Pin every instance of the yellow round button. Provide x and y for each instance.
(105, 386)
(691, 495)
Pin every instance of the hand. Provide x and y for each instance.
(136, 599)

■ **WHAT TO DO**
Without altering anything, print all of the data again.

■ **TASK RESPONSE**
Pin every instance of the yellow round button. Provide x and y for each instance.
(105, 386)
(691, 495)
Pin every instance of the hand. Provide x and y for each instance.
(136, 599)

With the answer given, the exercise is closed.